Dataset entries
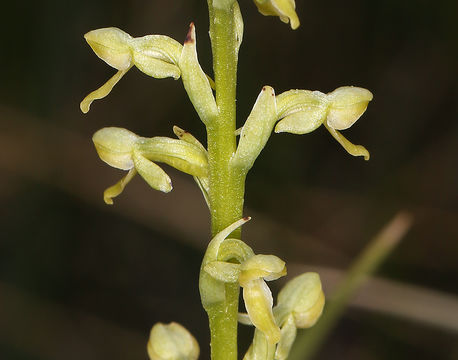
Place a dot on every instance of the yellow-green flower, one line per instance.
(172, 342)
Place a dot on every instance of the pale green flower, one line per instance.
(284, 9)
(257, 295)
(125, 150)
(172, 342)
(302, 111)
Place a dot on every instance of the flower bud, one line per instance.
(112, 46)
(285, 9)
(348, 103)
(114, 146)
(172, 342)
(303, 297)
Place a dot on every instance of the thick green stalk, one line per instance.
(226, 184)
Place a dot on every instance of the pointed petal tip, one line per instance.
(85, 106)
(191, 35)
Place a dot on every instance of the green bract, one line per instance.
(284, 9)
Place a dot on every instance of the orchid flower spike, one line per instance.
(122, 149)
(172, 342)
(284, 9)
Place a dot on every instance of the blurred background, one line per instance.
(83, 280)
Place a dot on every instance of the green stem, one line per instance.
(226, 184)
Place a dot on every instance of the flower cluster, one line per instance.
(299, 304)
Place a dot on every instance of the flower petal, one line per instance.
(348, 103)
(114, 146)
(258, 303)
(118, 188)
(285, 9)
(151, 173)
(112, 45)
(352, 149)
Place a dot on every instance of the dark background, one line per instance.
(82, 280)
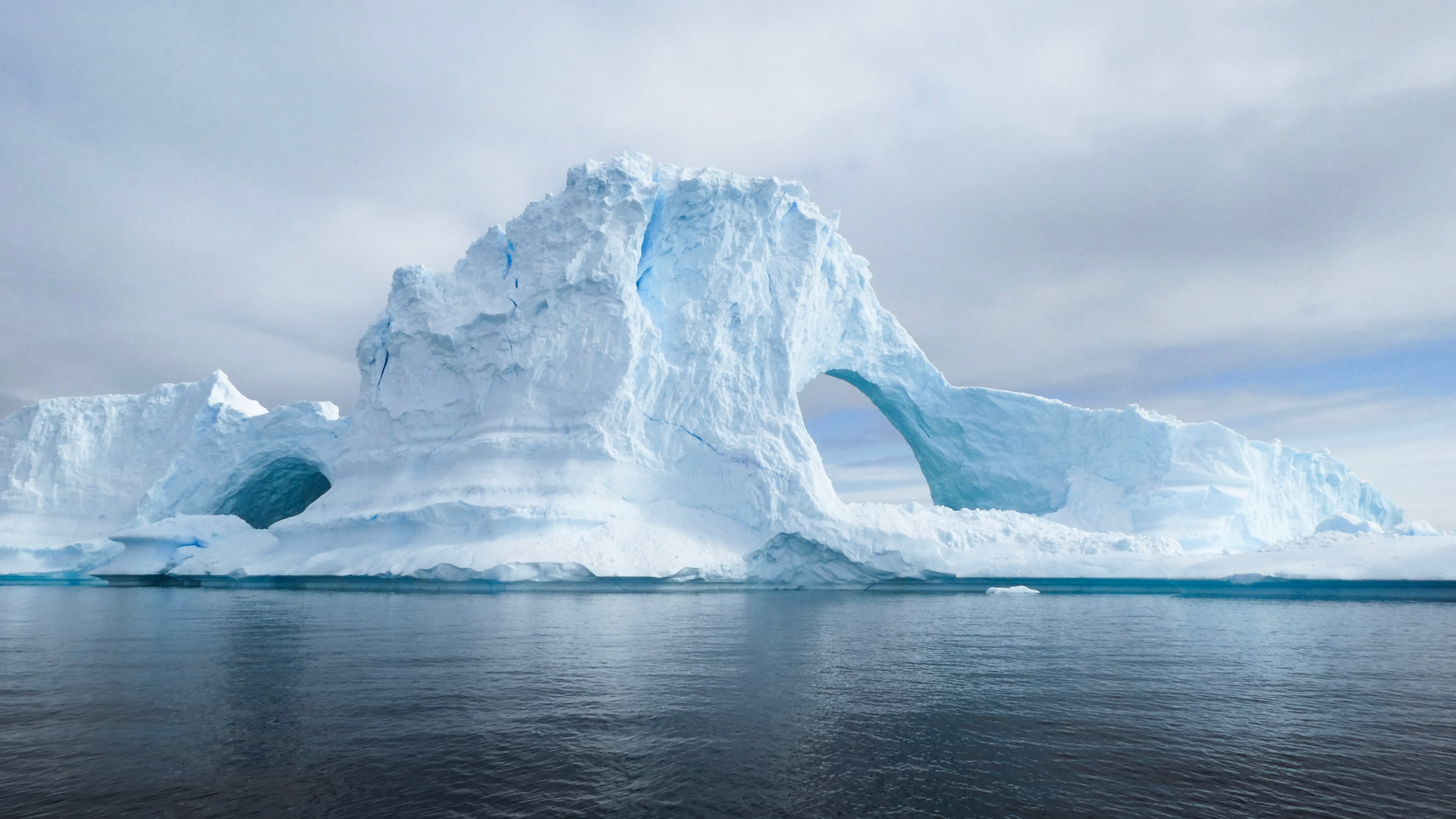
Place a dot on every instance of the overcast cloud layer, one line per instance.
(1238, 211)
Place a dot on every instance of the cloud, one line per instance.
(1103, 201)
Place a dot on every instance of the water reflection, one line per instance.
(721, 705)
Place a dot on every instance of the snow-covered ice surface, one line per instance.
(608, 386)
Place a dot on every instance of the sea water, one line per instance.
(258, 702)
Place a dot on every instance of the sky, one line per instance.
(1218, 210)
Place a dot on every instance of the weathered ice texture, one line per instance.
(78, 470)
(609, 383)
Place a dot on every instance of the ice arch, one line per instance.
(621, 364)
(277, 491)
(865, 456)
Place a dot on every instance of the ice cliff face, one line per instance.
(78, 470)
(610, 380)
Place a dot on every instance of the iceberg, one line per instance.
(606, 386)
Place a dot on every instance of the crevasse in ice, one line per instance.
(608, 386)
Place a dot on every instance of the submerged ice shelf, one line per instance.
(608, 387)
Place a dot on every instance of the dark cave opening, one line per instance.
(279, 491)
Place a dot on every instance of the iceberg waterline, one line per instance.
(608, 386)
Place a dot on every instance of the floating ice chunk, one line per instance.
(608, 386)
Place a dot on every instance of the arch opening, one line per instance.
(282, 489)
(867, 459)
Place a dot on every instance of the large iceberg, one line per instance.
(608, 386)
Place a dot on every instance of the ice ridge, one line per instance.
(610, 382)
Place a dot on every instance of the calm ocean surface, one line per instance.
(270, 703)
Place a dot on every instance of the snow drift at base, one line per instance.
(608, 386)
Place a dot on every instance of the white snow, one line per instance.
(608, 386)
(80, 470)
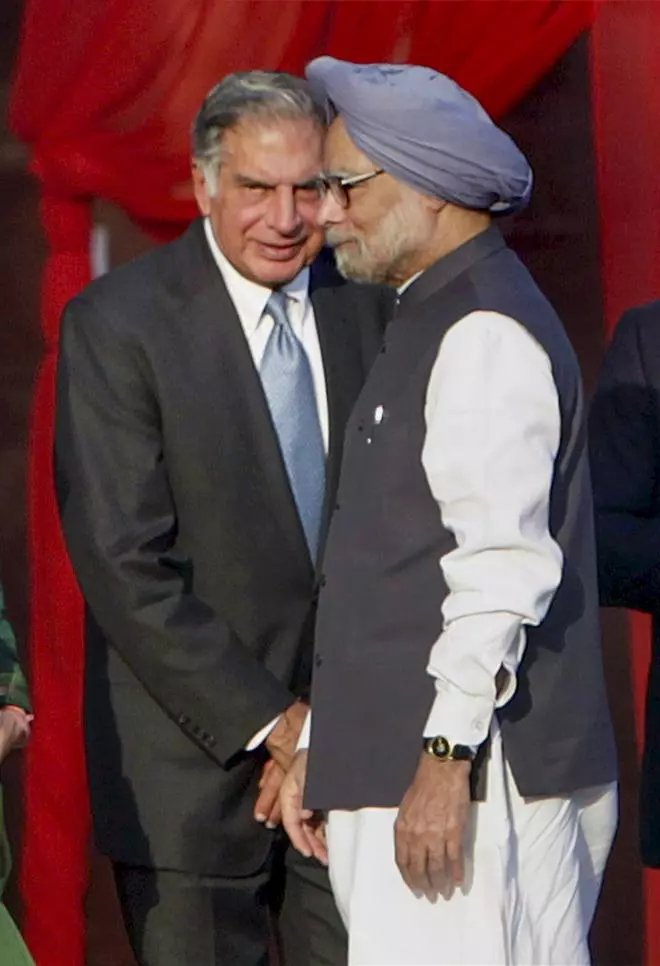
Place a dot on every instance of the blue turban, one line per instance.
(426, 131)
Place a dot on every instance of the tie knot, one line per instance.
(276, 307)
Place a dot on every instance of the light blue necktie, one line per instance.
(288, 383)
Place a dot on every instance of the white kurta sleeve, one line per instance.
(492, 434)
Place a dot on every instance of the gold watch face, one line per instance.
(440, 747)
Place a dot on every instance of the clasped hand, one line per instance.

▶ **Work instructions**: Repeat the material above in full and exactly, omitting the pictures.

▶ **The completed task**:
Place a dot on every instance of the yellow-green flower, one line per instance.
(172, 342)
Place a dot on every instance of the pale green flower, one line per instance.
(284, 9)
(257, 295)
(125, 150)
(172, 342)
(302, 111)
Place a dot on every instance of the flower bud, one line per instance.
(112, 46)
(285, 9)
(348, 103)
(114, 146)
(172, 342)
(303, 297)
Place a dot on every instance of the thick green stalk, one line per instance.
(226, 184)
Place a dot on every instance of the pointed petal tip, one line per instance.
(85, 106)
(191, 35)
Place a dot on every instance of the green bract, one line per instance.
(284, 9)
Place a dot on every instance of the orchid flower spike, one line per instance.
(122, 149)
(172, 342)
(284, 9)
Place a dot on every instance of the blurred background, one line per instance.
(83, 280)
Place a dot on every instance of the green stem, one line per instance.
(226, 184)
Place a dot on every instance of the flower cluster, one line per instance.
(299, 304)
Place a dot on every instance of the flower petal, one line per instance.
(348, 103)
(114, 146)
(258, 303)
(118, 188)
(285, 9)
(151, 173)
(112, 45)
(352, 149)
Place a dot on every instance of the dark background, one line per instance.
(82, 280)
Place a dot on every instance of the overcast cloud layer, one line per instance.
(1238, 211)
Place a dot on every instance of the cloud, one line per instance.
(1103, 201)
Place a dot on every instance of the water reflection, one line per instance.
(721, 705)
Place a dot on every instance of the snow-covered ice surface, one line per instance.
(608, 386)
Place a dot on every instance of the sea water, one line per instance.
(258, 702)
Place a dot on every instance of the sky, one line per instance.
(1218, 210)
Place a dot on every instance of the weathered ice texture, one line per instance.
(78, 470)
(609, 383)
Place a dot on every instance of the ice arch, one line per instance.
(621, 364)
(277, 491)
(865, 456)
Place a dot on every instance of the ice cliff face, one line per instance.
(78, 470)
(610, 380)
Place a dot on every instance of the iceberg, one line per instance.
(606, 386)
Place a dot on every instance of the crevasse in ice, one line per instance.
(608, 386)
Place a dot on every instance of the submerged ice shelf, one line per instance.
(608, 387)
Place a dot on every instance of the dark cave opening, one line per instance.
(279, 491)
Place a dot on every instance of the iceberg waterline, one line per instance.
(608, 386)
Place a dot on every instance of the floating ice chunk, one line per instance.
(608, 386)
Place a dot on every instance of the arch opening, one line per instance.
(282, 489)
(867, 459)
Place a dot on every instance of the large iceberg, one line per instance.
(608, 386)
Place a dot on every instance of the ice ridge, one line per instance.
(610, 382)
Place a dot on every instance of the calm ocean surface, one line per instance.
(270, 703)
Place a dot on every instance of the snow drift at base, one line per instance.
(608, 386)
Place a dot on every instance of the white snow, one line per instance.
(608, 386)
(80, 470)
Place a dot on every instance of the blue turban, one line per instance.
(426, 131)
Place a dot on every instance of the tie knot, one line per instance.
(276, 307)
Place a dot on every instance of the light blue necktie, one line per instance.
(288, 383)
Place a dot on every instance of the white kurta sleeve, one line per instance.
(492, 434)
Place a dot on every instance of the gold watch face, one line per instance.
(440, 747)
Place a dot on every instance of the clasped hand, one line per instance.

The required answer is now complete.